» Required task A
In the expression parser post, translate this sentence into Spanish: "I added a tiny Lexer and REPL loop to it so it can be used as a very simple infix to postfix expression evaluator."
» Required task B
Pick up the expression parser post after its final sample input, "> 1*(3+4)", and carry the writing on from there.

» Passage provided
—————

I mentioned in my previous post that I parse expressions in my mini language using a strange shunting yard algorithm.  It mixes explicit stack management and recursive decent.  Its operation makes intuitive sense to me which is why I use it, and the code to implement it happens to also be very short.

An expression parser is one of the hardest parts of a recursive descent parser to write, but with a little practice it doesn’t have to be hard at all.  I’m sure there are much better ways out there to implement an expression parser so I would be interested to see them if anyone has any good links.  Are they smaller then the ~100 lines (including comments) this one takes up?

The code presented below is almost identical in operation to the one from my mini parser.  I added a tiny Lexer and REPL loop to it so it can be used as a very simple infix to postfix expression evaluator.  I also used the C libraries setjmp() function to add very simple error handling.

It supports normal operators [+ – * /], parenthesis, the unary not operator [ ! ], and function calls. Only single character variables and literals are supported, so that the focus remains on the parser rather then the Lexer.  Spaces are not supported either.

Try a simple expression such as:
> A*B-C(1+3)
> 1*(3+4)

—————

» Point placement records
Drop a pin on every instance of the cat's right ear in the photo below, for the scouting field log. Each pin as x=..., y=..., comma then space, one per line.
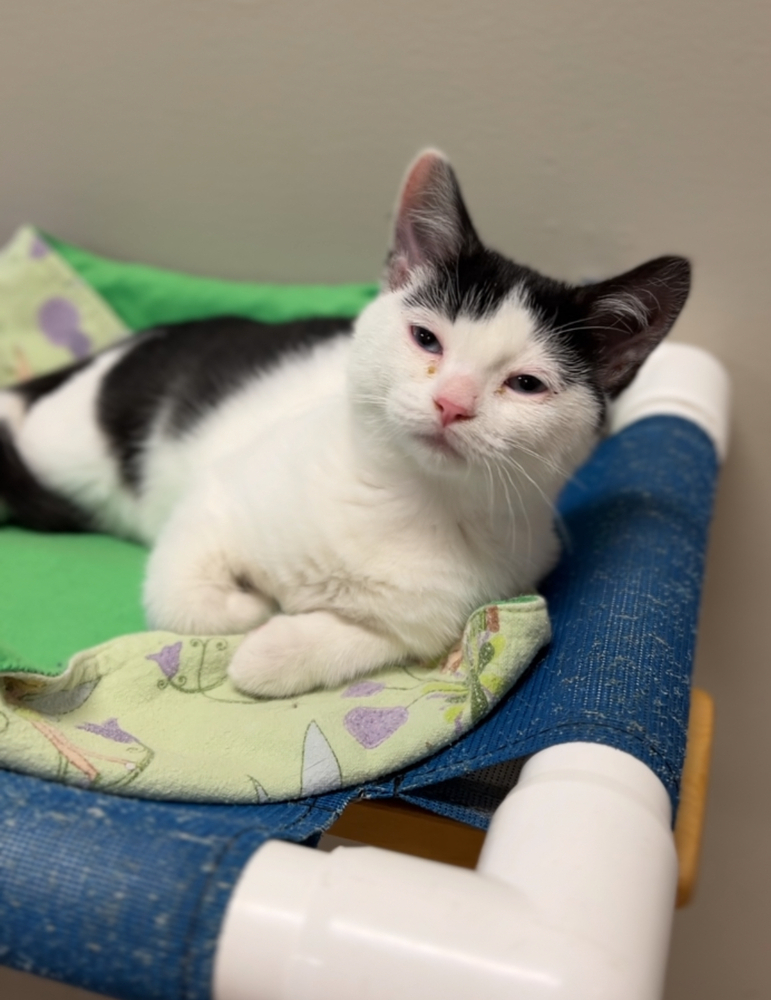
x=433, y=227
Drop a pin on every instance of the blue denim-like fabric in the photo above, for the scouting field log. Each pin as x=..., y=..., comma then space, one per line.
x=126, y=897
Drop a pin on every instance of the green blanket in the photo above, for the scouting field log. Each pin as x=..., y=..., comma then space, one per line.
x=153, y=714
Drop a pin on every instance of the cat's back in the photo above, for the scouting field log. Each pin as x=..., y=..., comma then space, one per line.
x=149, y=414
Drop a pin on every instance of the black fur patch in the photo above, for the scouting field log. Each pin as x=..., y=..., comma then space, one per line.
x=186, y=369
x=32, y=505
x=475, y=285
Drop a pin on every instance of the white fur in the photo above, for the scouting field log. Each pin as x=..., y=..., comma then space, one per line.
x=312, y=509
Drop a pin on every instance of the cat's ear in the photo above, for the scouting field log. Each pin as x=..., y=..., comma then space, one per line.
x=632, y=313
x=433, y=226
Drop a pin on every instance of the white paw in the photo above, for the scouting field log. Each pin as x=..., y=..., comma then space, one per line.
x=276, y=660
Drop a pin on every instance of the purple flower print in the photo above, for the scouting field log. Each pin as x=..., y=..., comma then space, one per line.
x=167, y=659
x=363, y=689
x=59, y=320
x=110, y=730
x=373, y=726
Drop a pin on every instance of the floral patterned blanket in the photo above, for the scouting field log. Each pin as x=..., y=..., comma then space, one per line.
x=154, y=715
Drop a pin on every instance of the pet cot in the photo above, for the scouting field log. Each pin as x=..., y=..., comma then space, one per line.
x=574, y=890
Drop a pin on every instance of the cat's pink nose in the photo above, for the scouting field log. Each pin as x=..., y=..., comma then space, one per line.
x=451, y=409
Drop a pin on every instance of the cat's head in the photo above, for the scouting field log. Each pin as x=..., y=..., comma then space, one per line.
x=467, y=357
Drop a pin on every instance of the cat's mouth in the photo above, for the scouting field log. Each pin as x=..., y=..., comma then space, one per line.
x=438, y=444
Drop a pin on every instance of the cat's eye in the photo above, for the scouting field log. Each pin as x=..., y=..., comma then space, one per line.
x=528, y=385
x=425, y=339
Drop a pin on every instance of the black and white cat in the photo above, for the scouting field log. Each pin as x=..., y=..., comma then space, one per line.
x=344, y=497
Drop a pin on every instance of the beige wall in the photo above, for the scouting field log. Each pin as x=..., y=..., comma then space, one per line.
x=265, y=139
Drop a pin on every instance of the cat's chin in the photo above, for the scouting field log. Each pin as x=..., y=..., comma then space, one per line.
x=436, y=449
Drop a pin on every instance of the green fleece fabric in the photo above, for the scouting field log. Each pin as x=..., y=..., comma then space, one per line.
x=88, y=698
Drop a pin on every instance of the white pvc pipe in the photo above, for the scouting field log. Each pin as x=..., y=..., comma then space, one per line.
x=572, y=901
x=683, y=381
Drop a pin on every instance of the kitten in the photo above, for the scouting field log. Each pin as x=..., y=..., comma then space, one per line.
x=344, y=497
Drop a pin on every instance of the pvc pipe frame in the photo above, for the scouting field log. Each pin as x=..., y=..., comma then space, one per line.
x=575, y=888
x=572, y=899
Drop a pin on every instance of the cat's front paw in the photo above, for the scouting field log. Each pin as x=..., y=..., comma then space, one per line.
x=275, y=660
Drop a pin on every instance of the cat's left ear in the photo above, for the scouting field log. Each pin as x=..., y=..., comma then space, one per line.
x=433, y=227
x=630, y=315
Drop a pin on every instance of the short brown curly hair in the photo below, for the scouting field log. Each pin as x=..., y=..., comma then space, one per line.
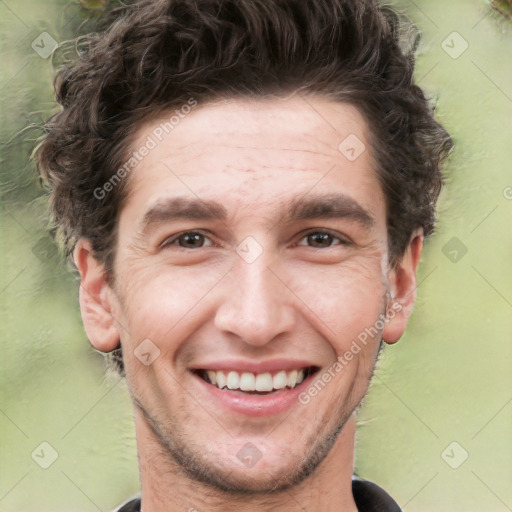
x=154, y=55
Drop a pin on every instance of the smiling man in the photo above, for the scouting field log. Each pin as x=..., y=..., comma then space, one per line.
x=245, y=187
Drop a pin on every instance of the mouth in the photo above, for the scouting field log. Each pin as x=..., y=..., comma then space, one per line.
x=249, y=383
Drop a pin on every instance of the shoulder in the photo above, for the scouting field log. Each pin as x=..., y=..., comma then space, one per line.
x=132, y=505
x=369, y=497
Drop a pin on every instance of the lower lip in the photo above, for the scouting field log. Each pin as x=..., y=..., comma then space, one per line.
x=253, y=405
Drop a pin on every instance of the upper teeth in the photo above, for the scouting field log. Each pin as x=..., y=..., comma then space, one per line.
x=248, y=381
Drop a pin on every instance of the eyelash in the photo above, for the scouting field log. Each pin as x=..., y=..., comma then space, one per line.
x=175, y=238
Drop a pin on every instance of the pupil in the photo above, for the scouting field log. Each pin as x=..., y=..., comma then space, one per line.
x=321, y=238
x=190, y=238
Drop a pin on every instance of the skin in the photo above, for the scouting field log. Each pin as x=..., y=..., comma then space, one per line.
x=203, y=302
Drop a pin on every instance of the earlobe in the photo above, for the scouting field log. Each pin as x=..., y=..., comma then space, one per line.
x=95, y=299
x=403, y=283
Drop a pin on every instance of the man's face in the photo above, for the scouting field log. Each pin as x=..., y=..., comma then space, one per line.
x=249, y=243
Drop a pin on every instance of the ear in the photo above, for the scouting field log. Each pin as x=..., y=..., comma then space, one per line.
x=403, y=283
x=95, y=299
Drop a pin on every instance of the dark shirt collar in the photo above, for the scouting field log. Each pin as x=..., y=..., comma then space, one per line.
x=368, y=496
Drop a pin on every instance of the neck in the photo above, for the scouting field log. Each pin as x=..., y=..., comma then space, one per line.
x=165, y=488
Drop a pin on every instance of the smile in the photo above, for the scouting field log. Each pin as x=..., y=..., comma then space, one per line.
x=256, y=383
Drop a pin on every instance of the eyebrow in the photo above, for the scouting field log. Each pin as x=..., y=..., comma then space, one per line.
x=333, y=206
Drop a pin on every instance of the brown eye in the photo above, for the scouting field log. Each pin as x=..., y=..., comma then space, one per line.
x=188, y=240
x=323, y=240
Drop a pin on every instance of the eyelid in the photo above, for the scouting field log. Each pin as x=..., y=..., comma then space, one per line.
x=170, y=240
x=344, y=240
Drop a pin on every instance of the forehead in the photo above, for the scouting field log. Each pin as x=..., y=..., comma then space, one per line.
x=251, y=152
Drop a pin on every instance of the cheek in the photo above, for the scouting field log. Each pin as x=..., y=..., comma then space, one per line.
x=343, y=301
x=160, y=302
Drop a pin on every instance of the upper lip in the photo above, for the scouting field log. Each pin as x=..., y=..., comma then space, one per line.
x=245, y=365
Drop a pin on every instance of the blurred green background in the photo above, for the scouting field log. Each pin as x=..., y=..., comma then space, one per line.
x=436, y=428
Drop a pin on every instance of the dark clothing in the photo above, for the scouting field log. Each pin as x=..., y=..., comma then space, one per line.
x=368, y=496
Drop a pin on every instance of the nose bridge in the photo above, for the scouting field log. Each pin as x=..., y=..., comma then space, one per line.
x=256, y=304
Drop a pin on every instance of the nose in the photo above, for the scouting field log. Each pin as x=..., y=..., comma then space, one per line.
x=257, y=305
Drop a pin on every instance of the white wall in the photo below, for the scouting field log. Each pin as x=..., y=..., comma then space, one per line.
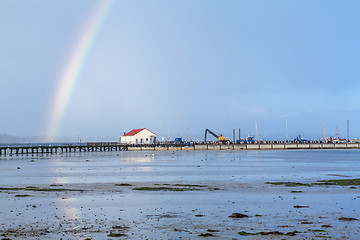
x=143, y=137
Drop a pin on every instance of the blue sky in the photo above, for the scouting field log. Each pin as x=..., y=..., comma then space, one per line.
x=170, y=66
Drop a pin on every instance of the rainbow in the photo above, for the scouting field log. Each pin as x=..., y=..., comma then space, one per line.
x=70, y=74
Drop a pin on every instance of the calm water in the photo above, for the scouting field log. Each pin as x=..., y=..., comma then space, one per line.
x=241, y=176
x=244, y=166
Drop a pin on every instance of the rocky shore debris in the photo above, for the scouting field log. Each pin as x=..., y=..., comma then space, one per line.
x=299, y=206
x=347, y=219
x=337, y=182
x=243, y=233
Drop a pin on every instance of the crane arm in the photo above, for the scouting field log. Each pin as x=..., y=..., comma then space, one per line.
x=212, y=133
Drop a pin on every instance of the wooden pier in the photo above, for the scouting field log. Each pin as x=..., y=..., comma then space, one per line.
x=61, y=148
x=114, y=146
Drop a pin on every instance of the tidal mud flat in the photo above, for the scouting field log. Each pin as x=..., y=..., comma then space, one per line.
x=306, y=194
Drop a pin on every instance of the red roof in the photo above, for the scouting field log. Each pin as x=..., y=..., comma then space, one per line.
x=136, y=131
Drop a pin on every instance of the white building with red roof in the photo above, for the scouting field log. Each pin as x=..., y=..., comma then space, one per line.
x=138, y=136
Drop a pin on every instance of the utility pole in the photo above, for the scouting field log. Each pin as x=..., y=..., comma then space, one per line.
x=348, y=132
x=234, y=135
x=286, y=129
x=256, y=131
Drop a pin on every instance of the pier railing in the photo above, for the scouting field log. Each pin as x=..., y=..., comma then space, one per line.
x=115, y=146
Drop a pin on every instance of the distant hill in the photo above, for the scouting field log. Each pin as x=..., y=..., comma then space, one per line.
x=5, y=138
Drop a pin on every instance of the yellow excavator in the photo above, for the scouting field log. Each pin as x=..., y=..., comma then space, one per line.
x=219, y=137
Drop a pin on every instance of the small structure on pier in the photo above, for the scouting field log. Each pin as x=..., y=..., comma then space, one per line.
x=138, y=136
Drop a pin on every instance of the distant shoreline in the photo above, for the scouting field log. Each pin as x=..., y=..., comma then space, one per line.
x=114, y=146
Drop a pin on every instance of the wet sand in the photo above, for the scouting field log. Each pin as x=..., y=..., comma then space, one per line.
x=180, y=195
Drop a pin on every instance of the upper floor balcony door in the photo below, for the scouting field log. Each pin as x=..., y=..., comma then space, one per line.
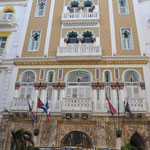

—————

» Reply A
Le añadí un pequeño Lexer y un bucle REPL para que pueda usarse como un evaluador muy simple de expresiones de infijo a posfijo.

» Reply B
> 2*!A

In the event that wordpress feels the need to mangle my source code here is an alternative link which will maintain the formatting: http://pastebin.com/TMkT17C6

#include <assert.h>
#include <stdint.h>
#include <vector>
#include <setjmp.h>
#include <stdio.h>

typedef char token_e;

namespace {
// return the precedence of an operator
int op_prec(token_e o) {
	switch (o) {
	case ('&'): return  1;
	case ('+'): 
	case ('-'): return  2;
	case ('*'): 
	case ('/'): return  3;
	default:    return  0;
	}
}

// return true if token is an operator
bool is_op(token_e o) {
	return op_prec(o) != 0;
}

// return true if token is a variable identifier
bool is_var(token_e o) {
	return (o>='A' && o<='Z') || (o>='a' && o<='z');
} 

// return true if token is a numeric literal 
bool is_num(token_e o) { 
	return (o>='0' && o<='9');
}
} // namespace {}

struct parser_t {

	std::vector<token_e> op_;
	const char * s_;
	jmp_buf error_buf;

	void error() {
		longjmp (error_buf, 1);
	}

	parser_t(const char * stream)
		: op_()
		, s_(stream)
	{}

	char found_op () { return (is_op  (*s_)) ? *(s_++) : 0; }
	char found_var() { return (is_var (*s_)) ? *(s_++) : 0; }
	char found_num() { return (is_num (*s_)) ? *(s_++) : 0; }

	// check for specific token in the token stream
	bool found(char ch) {
		if (*s_ == ch) {
			s_++;
			return true;
		}
		return false;
	}

	// unconditionally expect a token in the token stream
	void expect(char ch) {
		if (*(s_++) != ch) {
			printf ("\nexpected '%c'\n", ch);
			error ();
		}
	}

	// ---- ---- ---- ---- ---- ---- ---- ---- <expression parser>

	void pop_op() {
		assert(op_.size() > 0);
		token_e t = op_.back();
		putchar (t);
		op_.pop_back();
	}

	void push_op(uint32_t tide, token_e tok) {
		while (op_.size() > tide) {
			if (op_prec (op_.back ()) > op_prec (tok))
				pop_op ();
			else
				break;
		}
		op_.push_back(tok);
	}

	void pop_all_op(uint32_t tide) {
		while (op_.size() > tide)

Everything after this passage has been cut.